Task to carry out: Return every line of the listing that contains the word "orange".

Provided records:
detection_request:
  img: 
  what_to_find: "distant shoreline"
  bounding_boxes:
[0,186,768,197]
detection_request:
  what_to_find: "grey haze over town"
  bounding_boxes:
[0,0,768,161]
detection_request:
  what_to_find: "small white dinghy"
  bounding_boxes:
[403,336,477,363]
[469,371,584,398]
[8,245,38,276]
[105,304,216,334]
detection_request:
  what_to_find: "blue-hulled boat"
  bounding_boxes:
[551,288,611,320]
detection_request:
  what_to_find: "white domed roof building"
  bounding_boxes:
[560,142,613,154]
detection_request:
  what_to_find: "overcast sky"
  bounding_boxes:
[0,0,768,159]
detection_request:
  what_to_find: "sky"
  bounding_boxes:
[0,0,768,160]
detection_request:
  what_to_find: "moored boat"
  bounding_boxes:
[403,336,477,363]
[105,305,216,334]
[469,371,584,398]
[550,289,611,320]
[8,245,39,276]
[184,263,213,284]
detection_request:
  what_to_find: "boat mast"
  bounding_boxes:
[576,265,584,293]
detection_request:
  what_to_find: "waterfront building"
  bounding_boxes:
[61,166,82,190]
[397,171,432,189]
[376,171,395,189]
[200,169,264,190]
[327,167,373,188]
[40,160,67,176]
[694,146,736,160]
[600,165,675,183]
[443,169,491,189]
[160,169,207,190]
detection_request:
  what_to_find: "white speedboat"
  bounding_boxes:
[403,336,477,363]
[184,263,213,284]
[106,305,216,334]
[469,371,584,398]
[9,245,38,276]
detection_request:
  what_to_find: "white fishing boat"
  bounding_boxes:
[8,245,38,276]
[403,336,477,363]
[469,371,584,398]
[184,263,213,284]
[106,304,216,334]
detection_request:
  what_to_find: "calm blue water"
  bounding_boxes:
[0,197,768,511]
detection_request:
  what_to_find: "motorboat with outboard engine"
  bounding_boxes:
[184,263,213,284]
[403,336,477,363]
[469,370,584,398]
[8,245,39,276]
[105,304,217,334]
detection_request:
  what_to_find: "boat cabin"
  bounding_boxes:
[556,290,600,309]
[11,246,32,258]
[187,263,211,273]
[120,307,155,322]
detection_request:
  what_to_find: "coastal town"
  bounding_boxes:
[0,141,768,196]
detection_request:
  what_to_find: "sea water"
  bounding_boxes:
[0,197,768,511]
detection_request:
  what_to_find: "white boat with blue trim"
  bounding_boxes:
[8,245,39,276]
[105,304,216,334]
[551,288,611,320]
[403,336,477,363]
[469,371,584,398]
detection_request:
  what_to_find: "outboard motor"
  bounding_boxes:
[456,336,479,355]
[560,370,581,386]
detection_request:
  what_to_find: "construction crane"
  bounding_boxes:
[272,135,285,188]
---
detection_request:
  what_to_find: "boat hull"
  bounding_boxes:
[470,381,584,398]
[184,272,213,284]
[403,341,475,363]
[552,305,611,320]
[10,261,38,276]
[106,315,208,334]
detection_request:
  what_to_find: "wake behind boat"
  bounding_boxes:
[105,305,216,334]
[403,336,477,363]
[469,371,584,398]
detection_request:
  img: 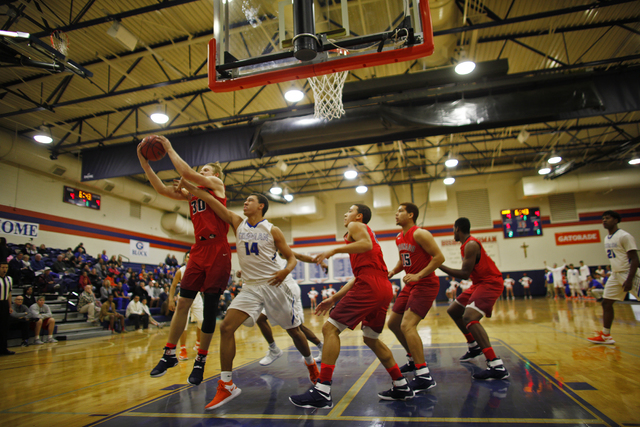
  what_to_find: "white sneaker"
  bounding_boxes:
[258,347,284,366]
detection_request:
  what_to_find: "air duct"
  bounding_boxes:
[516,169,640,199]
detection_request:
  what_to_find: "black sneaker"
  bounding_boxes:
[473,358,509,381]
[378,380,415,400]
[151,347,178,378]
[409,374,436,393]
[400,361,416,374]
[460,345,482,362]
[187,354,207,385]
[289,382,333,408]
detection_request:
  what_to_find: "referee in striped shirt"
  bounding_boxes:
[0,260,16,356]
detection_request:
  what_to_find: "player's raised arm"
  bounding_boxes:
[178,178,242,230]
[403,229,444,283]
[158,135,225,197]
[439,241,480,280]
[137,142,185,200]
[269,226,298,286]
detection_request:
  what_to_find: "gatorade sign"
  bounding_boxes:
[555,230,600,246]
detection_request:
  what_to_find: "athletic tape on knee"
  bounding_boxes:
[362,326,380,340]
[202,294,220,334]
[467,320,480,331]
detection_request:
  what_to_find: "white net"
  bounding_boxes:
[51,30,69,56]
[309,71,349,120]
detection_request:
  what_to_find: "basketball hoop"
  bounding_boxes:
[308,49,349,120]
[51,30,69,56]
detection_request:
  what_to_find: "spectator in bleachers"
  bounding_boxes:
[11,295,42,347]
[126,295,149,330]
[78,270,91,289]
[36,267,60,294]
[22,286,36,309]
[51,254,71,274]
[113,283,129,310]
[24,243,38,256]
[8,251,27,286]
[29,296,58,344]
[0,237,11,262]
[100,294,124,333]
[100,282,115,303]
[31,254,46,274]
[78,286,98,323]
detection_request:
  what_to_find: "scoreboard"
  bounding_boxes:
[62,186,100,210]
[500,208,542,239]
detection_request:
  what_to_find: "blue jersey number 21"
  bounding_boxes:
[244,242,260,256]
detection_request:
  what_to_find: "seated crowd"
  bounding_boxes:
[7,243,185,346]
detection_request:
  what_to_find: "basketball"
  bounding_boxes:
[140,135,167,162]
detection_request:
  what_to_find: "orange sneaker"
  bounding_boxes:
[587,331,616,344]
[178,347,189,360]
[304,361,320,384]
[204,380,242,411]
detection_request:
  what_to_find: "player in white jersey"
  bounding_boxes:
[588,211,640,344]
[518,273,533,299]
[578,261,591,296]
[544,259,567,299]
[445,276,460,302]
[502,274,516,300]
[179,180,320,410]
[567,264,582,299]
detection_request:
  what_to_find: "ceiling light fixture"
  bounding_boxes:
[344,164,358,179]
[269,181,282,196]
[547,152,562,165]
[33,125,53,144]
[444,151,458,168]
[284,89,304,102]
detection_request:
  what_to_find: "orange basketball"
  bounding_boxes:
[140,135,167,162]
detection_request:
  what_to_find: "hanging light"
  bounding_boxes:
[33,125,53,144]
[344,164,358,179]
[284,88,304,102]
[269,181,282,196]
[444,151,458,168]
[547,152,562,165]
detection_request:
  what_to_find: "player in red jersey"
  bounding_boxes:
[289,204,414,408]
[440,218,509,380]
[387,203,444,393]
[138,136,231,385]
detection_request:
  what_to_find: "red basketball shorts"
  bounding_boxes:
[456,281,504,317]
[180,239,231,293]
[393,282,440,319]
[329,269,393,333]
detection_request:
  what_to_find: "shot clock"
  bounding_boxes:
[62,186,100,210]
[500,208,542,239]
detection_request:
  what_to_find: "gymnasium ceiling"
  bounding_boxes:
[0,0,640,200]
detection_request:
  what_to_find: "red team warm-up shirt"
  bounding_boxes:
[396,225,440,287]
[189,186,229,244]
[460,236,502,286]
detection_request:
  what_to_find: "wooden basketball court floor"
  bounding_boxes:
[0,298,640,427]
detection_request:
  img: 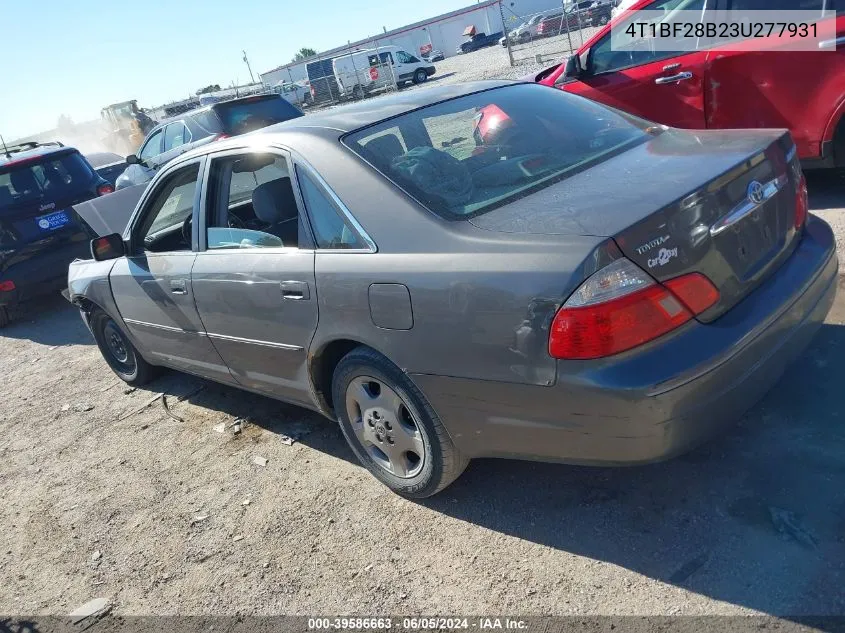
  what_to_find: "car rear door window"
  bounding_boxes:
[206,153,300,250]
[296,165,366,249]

Output:
  what_to_find: "orange sneaker"
  what_to_find: "orange basketball"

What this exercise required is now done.